§ Task objective:
Check each line of the records below and collect those holding "plaid".

§ Given data:
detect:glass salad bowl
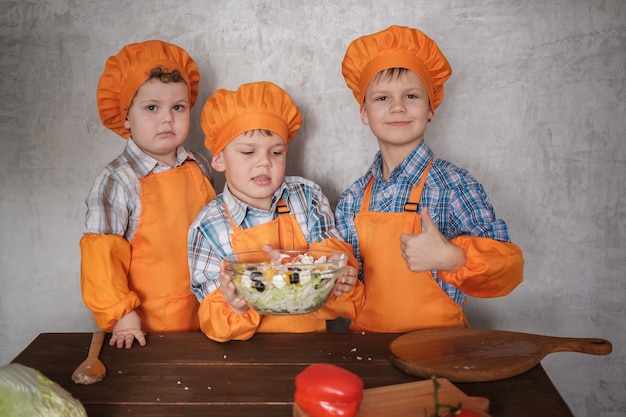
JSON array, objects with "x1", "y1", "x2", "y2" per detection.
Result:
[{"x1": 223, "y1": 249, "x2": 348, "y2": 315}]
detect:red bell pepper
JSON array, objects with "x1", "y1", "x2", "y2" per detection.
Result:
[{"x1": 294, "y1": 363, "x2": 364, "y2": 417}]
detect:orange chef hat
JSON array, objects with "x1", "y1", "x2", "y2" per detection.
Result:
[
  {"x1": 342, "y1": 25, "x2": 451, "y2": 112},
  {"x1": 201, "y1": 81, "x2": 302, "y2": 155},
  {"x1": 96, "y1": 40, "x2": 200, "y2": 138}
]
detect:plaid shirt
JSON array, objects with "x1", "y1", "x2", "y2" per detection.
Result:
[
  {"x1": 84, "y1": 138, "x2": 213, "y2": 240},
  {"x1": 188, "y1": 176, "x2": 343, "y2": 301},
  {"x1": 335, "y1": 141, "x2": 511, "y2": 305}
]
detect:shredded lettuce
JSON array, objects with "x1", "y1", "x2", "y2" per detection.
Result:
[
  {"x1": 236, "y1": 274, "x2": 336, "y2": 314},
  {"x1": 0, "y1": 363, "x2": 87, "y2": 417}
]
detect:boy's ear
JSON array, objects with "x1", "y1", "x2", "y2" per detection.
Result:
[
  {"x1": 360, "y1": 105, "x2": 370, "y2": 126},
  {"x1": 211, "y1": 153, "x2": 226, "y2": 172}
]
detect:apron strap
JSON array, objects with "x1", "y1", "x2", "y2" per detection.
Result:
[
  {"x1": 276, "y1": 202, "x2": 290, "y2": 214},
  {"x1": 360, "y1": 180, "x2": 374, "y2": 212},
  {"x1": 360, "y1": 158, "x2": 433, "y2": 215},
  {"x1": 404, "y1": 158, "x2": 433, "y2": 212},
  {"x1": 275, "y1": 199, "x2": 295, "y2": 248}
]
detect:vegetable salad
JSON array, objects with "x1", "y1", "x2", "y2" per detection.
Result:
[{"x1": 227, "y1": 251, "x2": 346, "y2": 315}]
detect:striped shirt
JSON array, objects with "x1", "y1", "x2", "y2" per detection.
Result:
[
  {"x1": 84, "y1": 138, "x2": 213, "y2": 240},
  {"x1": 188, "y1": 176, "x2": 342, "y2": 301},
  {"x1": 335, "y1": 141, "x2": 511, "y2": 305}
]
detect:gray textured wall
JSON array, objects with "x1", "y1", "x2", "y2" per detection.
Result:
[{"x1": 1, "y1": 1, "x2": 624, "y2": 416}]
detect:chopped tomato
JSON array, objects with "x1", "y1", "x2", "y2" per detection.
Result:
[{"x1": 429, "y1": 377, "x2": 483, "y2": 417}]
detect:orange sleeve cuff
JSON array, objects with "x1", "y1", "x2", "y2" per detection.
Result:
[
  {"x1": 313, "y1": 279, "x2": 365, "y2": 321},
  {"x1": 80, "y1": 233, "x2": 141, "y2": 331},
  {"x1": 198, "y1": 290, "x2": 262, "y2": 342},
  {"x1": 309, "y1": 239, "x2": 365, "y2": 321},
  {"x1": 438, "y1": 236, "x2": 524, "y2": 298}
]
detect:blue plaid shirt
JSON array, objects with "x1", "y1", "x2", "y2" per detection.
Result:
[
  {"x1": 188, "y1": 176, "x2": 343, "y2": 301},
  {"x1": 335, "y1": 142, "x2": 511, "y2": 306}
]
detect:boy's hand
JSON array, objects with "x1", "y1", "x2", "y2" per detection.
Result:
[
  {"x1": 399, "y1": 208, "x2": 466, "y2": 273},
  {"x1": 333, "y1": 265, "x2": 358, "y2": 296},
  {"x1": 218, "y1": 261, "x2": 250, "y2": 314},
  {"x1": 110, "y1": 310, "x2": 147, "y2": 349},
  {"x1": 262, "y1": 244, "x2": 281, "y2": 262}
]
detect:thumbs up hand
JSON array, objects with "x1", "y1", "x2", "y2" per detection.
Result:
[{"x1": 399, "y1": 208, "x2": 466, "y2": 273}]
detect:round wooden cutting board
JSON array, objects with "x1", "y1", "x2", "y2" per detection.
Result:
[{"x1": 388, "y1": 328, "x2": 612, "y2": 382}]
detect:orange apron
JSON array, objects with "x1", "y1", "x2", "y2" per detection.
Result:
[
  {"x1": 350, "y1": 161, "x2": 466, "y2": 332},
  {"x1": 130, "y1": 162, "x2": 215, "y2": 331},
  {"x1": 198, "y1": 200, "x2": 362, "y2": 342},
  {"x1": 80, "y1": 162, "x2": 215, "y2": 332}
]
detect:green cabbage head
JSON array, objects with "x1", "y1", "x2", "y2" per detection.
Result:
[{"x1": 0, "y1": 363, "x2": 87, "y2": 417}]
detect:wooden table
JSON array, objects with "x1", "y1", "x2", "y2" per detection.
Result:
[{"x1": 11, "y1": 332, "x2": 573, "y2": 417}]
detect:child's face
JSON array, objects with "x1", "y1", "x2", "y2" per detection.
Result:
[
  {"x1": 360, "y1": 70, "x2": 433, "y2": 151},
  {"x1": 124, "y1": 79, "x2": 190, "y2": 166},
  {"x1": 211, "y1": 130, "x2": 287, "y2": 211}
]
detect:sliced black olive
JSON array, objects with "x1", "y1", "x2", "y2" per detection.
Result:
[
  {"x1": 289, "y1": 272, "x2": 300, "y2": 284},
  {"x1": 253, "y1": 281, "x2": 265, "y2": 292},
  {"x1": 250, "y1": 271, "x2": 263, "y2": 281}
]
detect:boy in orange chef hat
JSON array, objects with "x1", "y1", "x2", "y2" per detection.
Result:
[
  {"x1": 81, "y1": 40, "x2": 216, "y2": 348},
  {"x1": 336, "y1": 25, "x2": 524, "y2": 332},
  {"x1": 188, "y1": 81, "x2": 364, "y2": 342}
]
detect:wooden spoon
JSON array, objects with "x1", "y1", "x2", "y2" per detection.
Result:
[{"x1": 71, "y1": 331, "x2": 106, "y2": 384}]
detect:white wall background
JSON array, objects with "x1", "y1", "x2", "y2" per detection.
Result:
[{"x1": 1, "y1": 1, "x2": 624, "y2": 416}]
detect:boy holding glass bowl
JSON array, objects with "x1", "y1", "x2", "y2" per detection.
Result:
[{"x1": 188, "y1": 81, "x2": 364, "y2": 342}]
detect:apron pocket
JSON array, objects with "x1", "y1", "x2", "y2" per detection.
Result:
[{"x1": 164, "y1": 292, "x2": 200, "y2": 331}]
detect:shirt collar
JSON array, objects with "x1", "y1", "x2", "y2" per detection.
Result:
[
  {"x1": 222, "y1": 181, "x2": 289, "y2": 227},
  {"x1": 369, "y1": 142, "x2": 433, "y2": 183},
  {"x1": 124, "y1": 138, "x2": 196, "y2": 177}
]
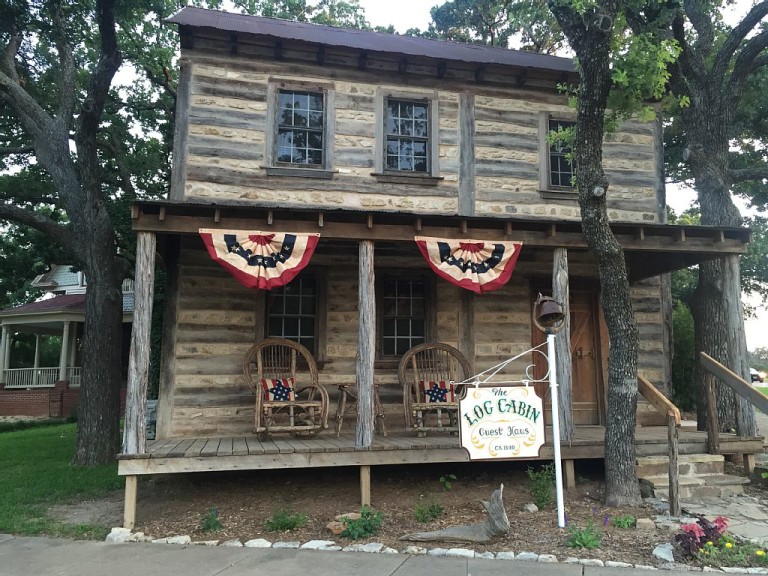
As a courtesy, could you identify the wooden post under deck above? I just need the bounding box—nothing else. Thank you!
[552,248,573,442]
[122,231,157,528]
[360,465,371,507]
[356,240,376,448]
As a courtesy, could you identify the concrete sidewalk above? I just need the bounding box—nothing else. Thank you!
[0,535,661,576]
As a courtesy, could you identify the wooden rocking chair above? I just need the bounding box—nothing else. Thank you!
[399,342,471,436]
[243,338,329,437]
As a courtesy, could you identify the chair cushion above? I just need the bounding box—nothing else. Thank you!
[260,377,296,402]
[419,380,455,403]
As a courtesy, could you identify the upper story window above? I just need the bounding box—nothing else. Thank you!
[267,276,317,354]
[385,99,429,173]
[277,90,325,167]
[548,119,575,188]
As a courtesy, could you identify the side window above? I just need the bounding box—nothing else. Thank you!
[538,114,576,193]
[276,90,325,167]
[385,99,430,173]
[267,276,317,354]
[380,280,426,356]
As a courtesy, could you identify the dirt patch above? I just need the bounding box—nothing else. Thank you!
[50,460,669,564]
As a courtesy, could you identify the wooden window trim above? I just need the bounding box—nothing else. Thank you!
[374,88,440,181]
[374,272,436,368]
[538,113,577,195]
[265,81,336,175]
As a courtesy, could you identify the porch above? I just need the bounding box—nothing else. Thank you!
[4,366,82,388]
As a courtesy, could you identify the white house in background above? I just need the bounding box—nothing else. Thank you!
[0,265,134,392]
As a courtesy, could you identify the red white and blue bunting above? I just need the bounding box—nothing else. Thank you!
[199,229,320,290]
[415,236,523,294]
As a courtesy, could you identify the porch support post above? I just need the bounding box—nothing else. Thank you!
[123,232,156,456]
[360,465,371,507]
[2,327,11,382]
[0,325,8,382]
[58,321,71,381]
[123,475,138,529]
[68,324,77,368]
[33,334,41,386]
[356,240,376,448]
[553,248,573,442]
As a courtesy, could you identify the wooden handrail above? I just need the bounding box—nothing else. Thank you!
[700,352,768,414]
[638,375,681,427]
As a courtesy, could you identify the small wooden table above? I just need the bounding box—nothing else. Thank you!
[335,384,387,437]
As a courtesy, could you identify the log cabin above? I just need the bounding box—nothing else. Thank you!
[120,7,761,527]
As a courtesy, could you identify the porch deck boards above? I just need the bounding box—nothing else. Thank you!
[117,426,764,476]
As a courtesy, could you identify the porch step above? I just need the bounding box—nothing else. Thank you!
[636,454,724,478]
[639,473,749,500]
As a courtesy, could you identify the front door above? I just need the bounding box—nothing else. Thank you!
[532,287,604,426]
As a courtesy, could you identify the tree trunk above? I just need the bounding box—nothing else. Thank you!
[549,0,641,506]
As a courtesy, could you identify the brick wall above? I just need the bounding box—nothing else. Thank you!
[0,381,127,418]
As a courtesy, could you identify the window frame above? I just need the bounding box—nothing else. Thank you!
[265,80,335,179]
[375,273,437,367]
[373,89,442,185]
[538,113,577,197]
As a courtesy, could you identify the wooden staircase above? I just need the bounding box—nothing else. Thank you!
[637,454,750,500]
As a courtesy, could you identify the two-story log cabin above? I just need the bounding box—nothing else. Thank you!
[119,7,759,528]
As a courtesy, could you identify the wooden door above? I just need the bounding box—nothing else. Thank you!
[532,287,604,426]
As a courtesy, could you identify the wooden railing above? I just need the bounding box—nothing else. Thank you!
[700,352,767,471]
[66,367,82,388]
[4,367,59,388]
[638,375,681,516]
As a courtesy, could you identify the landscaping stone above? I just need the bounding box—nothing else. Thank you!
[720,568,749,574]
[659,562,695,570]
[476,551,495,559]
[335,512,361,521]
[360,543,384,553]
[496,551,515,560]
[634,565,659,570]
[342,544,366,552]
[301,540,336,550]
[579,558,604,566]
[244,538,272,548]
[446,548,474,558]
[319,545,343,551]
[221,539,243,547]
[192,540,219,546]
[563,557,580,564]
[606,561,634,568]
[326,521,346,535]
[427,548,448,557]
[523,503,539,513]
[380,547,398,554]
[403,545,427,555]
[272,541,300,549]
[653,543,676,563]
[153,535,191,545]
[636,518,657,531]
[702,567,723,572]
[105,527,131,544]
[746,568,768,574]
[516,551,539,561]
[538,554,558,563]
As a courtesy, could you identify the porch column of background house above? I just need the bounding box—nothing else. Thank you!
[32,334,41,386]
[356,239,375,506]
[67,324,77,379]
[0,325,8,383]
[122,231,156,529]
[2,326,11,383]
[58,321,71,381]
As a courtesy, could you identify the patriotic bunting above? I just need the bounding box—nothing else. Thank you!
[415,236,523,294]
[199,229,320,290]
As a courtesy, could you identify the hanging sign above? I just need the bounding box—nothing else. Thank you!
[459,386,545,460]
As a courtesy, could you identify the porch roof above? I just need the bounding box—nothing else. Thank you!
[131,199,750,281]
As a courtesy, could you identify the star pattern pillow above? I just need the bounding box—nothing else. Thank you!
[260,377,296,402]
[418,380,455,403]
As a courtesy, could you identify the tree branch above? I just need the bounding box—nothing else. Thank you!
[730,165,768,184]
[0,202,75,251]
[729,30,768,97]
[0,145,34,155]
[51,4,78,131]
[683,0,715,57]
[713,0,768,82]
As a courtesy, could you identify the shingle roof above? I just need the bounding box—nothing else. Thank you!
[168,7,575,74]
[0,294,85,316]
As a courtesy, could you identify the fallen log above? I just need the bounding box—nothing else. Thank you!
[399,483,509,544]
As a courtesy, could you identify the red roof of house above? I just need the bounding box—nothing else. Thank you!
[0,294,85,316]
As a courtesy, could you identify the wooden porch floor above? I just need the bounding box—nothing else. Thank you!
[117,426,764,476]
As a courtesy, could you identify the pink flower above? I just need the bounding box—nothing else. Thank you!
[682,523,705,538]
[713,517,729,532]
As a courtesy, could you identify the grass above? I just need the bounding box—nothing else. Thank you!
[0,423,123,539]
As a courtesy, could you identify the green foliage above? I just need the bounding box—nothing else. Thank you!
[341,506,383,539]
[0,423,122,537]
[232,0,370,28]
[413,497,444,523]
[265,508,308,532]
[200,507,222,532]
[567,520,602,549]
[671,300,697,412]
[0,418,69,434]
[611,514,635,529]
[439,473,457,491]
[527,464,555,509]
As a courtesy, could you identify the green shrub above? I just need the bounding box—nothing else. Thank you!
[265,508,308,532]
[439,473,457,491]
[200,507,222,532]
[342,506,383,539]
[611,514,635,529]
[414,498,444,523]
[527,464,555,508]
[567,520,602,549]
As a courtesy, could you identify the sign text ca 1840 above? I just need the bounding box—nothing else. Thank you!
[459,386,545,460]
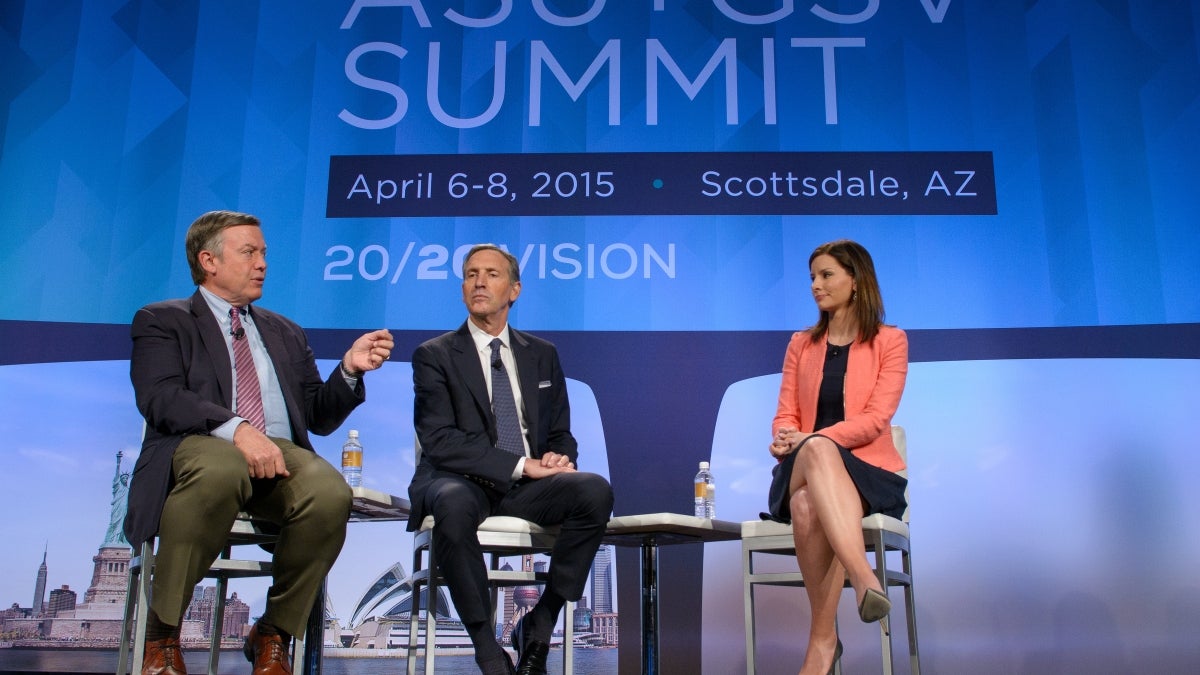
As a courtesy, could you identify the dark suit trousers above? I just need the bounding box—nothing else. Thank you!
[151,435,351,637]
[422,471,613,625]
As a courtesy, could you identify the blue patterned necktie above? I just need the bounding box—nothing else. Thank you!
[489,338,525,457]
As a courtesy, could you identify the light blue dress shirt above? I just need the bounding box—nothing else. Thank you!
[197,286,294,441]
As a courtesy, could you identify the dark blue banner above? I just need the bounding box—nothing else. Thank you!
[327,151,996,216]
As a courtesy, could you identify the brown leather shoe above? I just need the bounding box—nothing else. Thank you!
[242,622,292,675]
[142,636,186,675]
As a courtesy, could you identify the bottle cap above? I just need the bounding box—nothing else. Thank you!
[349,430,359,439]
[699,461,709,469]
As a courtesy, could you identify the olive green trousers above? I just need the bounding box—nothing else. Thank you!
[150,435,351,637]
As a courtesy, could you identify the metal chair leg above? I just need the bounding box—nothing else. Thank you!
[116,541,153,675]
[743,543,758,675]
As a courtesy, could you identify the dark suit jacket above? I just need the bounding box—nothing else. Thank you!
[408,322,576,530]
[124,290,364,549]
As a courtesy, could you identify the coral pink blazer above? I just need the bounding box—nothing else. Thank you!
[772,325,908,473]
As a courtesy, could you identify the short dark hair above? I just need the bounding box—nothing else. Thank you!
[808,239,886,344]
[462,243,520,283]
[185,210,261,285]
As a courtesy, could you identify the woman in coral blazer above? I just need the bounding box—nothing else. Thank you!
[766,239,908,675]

§ Output:
detect:plaid shirt
detect:blue plaid shirt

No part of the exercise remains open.